⟨
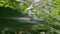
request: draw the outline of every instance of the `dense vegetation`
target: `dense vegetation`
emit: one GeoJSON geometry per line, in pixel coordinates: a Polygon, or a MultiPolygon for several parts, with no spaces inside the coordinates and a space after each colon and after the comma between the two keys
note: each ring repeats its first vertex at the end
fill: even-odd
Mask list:
{"type": "Polygon", "coordinates": [[[18,34],[19,32],[23,34],[60,34],[60,0],[39,2],[0,0],[0,34],[18,34]],[[28,22],[13,19],[28,18],[28,11],[35,13],[32,16],[37,19],[28,20],[28,22]]]}

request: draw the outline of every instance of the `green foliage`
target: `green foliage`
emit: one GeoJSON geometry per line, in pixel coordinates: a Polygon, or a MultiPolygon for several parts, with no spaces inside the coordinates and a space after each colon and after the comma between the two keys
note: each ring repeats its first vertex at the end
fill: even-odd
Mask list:
{"type": "MultiPolygon", "coordinates": [[[[5,18],[25,17],[26,13],[28,13],[26,9],[32,2],[26,4],[16,0],[0,0],[0,31],[6,27],[10,27],[15,31],[19,31],[22,28],[26,34],[40,34],[41,32],[45,32],[46,34],[60,34],[60,0],[52,0],[50,4],[47,4],[47,0],[42,1],[48,5],[49,9],[48,11],[44,11],[44,8],[41,8],[40,5],[33,7],[31,11],[36,11],[36,16],[44,22],[37,22],[39,25],[34,26],[35,24],[5,18]],[[29,28],[32,29],[29,30],[29,28]]],[[[45,10],[47,9],[45,8],[45,10]]]]}

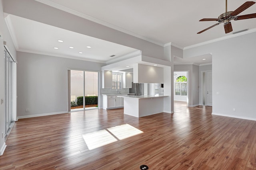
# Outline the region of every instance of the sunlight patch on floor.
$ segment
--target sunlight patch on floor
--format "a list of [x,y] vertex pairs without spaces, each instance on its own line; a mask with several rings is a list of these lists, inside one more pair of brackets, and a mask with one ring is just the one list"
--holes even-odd
[[106,130],[83,135],[83,138],[90,150],[117,141],[117,139]]
[[142,131],[128,124],[115,126],[108,128],[107,129],[119,140],[124,139],[143,133]]
[[101,130],[83,135],[82,137],[89,150],[91,150],[120,140],[123,140],[143,132],[128,124]]

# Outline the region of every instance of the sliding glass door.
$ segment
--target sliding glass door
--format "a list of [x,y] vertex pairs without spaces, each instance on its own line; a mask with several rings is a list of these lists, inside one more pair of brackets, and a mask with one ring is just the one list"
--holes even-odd
[[70,111],[98,108],[98,72],[70,70]]
[[4,51],[4,60],[5,137],[7,135],[14,122],[15,111],[15,62],[6,48]]

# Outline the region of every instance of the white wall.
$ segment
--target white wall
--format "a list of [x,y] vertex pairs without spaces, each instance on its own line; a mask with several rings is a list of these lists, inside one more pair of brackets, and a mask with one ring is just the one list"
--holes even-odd
[[133,65],[133,82],[164,83],[164,68],[134,64]]
[[256,120],[256,40],[254,32],[184,50],[184,57],[212,53],[213,114]]
[[164,57],[162,46],[36,1],[5,0],[4,6],[4,12],[8,14],[138,49],[147,56],[159,59]]
[[[6,45],[10,50],[12,57],[16,60],[16,51],[13,42],[12,40],[10,33],[5,23],[3,12],[2,1],[0,0],[0,99],[4,99],[4,44],[3,41],[6,42]],[[5,102],[4,101],[4,102]],[[4,138],[2,138],[2,134],[5,134],[5,118],[4,118],[4,103],[0,104],[0,155],[3,153],[6,146]]]
[[68,68],[100,71],[104,65],[21,52],[17,55],[18,118],[67,112]]
[[203,101],[202,101],[202,74],[204,72],[206,71],[212,71],[212,65],[208,64],[208,65],[205,65],[202,66],[199,66],[199,83],[200,83],[200,88],[199,88],[199,104],[200,105],[203,105]]

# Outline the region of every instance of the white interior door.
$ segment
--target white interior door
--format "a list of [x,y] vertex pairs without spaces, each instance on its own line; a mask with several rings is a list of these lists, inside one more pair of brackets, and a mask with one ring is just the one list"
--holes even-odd
[[207,106],[212,106],[212,75],[211,71],[207,72]]

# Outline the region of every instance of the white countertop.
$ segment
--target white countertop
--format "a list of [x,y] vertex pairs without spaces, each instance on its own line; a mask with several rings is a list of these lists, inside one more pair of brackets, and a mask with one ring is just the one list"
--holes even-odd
⟩
* **Exercise prompt**
Format every line above as a Markdown table with two columns, Row and Line, numbering the rows in order. Omit blank lines and the pictures.

* **Output**
| Row | Line |
|---|---|
| 1 | request: draw the outline of every instance of the `dense vegetation` |
| 2 | target: `dense vegetation` |
| 3 | emit: one GeoJSON geometry per line, in pixel coordinates: a Polygon, or a MultiPolygon for several parts, with no spaces inside the coordinates and a space after each colon and after the comma between the two keys |
| 4 | note: each ring repeats its first vertex at the end |
| 5 | fill: even-odd |
| 6 | Mask list: |
| 7 | {"type": "Polygon", "coordinates": [[[18,34],[19,32],[23,34],[60,34],[60,0],[39,2],[0,0],[0,34],[18,34]],[[28,22],[13,19],[28,18],[28,11],[35,13],[32,16],[37,19],[28,20],[28,22]]]} |
| 8 | request: draw the outline of every instance of the `green foliage` |
| 9 | target: `green foliage` |
| 10 | emit: one GeoJSON geometry per line, in pixel coordinates: a Polygon, or a MultiPolygon for several parts, with no spaces inside the coordinates and a space after each colon and after the comma between the two keys |
| 11 | note: each ring repeats its first vertex at the end |
| 12 | fill: even-odd |
| 13 | Mask list: |
| 14 | {"type": "MultiPolygon", "coordinates": [[[[5,18],[25,17],[26,13],[28,13],[26,9],[32,2],[26,4],[16,0],[0,0],[0,31],[6,27],[10,27],[15,31],[19,31],[22,28],[26,34],[40,34],[41,32],[45,32],[46,34],[60,34],[60,0],[52,0],[50,4],[47,4],[47,0],[42,1],[48,5],[49,9],[48,11],[44,11],[44,8],[41,8],[40,5],[33,7],[31,11],[36,11],[36,16],[44,22],[37,22],[39,25],[34,26],[35,24],[5,18]],[[29,28],[32,29],[29,30],[29,28]]],[[[45,10],[47,9],[45,8],[45,10]]]]} |
| 15 | # Outline the region of every instance of the sunlight patch on floor. |
| 16 | $ segment |
| 17 | --target sunlight patch on floor |
| 18 | --format "a list of [x,y] vertex pairs without spaces, each instance on its own line; a mask with several rings is a list of these lists, inside one more pair of brackets, and a mask with one ring is just the one list" |
| 19 | --holes even-odd |
| 20 | [[106,130],[83,135],[83,138],[90,150],[117,141],[117,139]] |
| 21 | [[142,131],[128,124],[115,126],[108,128],[107,129],[119,140],[124,139],[143,133]] |
| 22 | [[101,130],[83,135],[82,137],[89,150],[91,150],[120,140],[123,140],[143,132],[128,124]] |
| 23 | # Outline the region of every instance of the sliding glass door. |
| 24 | $ segment |
| 25 | --target sliding glass door |
| 26 | --format "a list of [x,y] vertex pairs without spaces, each instance on its own line; a mask with several rings is a list of these lists, inside one more pair of brackets, and a mask with one ring is just the one list" |
| 27 | --holes even-odd |
| 28 | [[70,111],[98,108],[98,72],[70,70]] |
| 29 | [[4,51],[4,60],[5,137],[7,135],[14,122],[15,111],[15,62],[6,48]] |
| 30 | # Outline the region of every instance of the white wall. |
| 31 | $ segment |
| 32 | --target white wall |
| 33 | --format "a list of [x,y] vertex pairs without spaces, each instance on its own line; a mask with several rings is a list of these lists, inside one more pair of brackets, and a mask with one ring is just the one list" |
| 34 | --holes even-odd |
| 35 | [[133,65],[133,82],[164,83],[164,68],[134,64]] |
| 36 | [[256,120],[256,40],[254,32],[184,50],[184,57],[212,53],[213,114]] |
| 37 | [[164,57],[162,46],[36,1],[5,0],[4,6],[4,12],[8,14],[138,49],[147,56],[159,59]] |
| 38 | [[[6,45],[10,50],[12,57],[16,60],[16,51],[13,42],[12,40],[10,33],[5,23],[3,12],[2,1],[0,0],[0,99],[4,99],[4,44],[3,41],[6,42]],[[5,102],[4,101],[4,102]],[[4,138],[2,138],[2,134],[5,134],[5,118],[4,118],[4,103],[0,104],[0,155],[3,153],[6,146]]] |
| 39 | [[68,68],[100,71],[104,65],[21,52],[17,55],[18,118],[67,112]] |
| 40 | [[203,101],[202,101],[202,74],[204,72],[206,71],[212,71],[212,65],[208,64],[208,65],[205,65],[202,66],[199,66],[199,83],[200,83],[200,88],[199,88],[199,104],[200,105],[203,105]] |
| 41 | # Outline the region of every instance of the white interior door. |
| 42 | $ segment |
| 43 | --target white interior door |
| 44 | --format "a list of [x,y] vertex pairs without spaces, each instance on its own line; a mask with several rings is a list of these lists, inside one more pair of brackets, and a mask with one ring is just the one list" |
| 45 | --holes even-odd |
| 46 | [[207,106],[212,106],[212,75],[211,71],[207,72]] |
| 47 | # Outline the region of every instance of the white countertop. |
| 48 | $ segment |
| 49 | --target white countertop |
| 50 | --format "a list of [x,y] vertex pairs without spaces, each instance on its own line; a mask with several rings is a list of these lists, inside one more pair of brackets, and a mask with one ring is just the one list" |
| 51 | --holes even-odd |